作業内容 a:
以下の文書から、「6The Continuing Story」から「というストーリーで書いた」。」までの部分を両端も含めて一字一句違えずに複製してください。

文書:
....
リットーミュージック

DISC 1

6The Continuing Story Of Bungalow Bill

コンティニューイング・ストーリー・オブ・バンガロウ・ビル

1968年10月8日、アビイ・ロード第2スタジオで録音

イントロの3 小節間のフラメンコ・ギターはメロトロンのサンプル音源だった

 ジョン「〈コンティニューイング・ストーリー・オブ・バンガロウ・ビル〉は、短い休みをとって哀れな虎を2、3頭撃ちに行った男が、神とともに部落に帰ってくるというストーリーで書いた」。
....
(保存済みエントリ)
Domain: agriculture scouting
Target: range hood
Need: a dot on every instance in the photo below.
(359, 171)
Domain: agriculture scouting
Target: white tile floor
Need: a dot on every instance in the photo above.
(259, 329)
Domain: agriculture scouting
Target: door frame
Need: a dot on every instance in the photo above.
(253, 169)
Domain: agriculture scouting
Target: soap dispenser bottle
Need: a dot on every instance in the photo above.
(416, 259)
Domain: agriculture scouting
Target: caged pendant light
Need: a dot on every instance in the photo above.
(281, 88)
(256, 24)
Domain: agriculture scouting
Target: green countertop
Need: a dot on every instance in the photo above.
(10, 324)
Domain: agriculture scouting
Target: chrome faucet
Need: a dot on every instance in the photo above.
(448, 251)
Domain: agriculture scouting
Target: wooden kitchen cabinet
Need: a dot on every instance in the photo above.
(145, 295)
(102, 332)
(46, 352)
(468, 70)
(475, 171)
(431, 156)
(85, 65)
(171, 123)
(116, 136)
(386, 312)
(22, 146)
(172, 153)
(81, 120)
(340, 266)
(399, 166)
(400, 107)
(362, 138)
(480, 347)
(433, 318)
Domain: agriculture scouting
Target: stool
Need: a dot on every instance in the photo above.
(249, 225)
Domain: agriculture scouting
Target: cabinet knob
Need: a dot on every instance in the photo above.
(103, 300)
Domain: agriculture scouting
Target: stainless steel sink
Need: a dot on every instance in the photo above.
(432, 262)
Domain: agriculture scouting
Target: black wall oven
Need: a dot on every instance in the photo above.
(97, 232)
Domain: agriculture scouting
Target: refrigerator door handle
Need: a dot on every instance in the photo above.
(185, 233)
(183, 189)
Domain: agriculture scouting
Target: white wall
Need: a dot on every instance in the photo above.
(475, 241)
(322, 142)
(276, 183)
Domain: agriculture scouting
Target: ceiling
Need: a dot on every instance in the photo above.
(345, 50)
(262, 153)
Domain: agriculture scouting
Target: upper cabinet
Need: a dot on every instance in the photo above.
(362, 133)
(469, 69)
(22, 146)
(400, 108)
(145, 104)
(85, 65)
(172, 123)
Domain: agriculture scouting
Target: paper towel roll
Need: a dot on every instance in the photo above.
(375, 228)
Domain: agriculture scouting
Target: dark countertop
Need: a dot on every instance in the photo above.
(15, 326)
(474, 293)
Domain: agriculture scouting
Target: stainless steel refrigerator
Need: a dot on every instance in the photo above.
....
作業内容 b:
上のエントリのうち、文字列「cabinet」を含む行をすべて示してください。大文字と小文字は区別します。

全出力 a:
6The Continuing Story Of Bungalow Bill

コンティニューイング・ストーリー・オブ・バンガロウ・ビル

1968年10月8日、アビイ・ロード第2スタジオで録音

イントロの3 小節間のフラメンコ・ギターはメロトロンのサンプル音源だった

 ジョン「〈コンティニューイング・ストーリー・オブ・バンガロウ・ビル〉は、短い休みをとって哀れな虎を2、3頭撃ちに行った男が、神とともに部落に帰ってくるというストーリーで書いた」。

全出力 b:
Target: wooden kitchen cabinet
Target: cabinet knob
Target: upper cabinet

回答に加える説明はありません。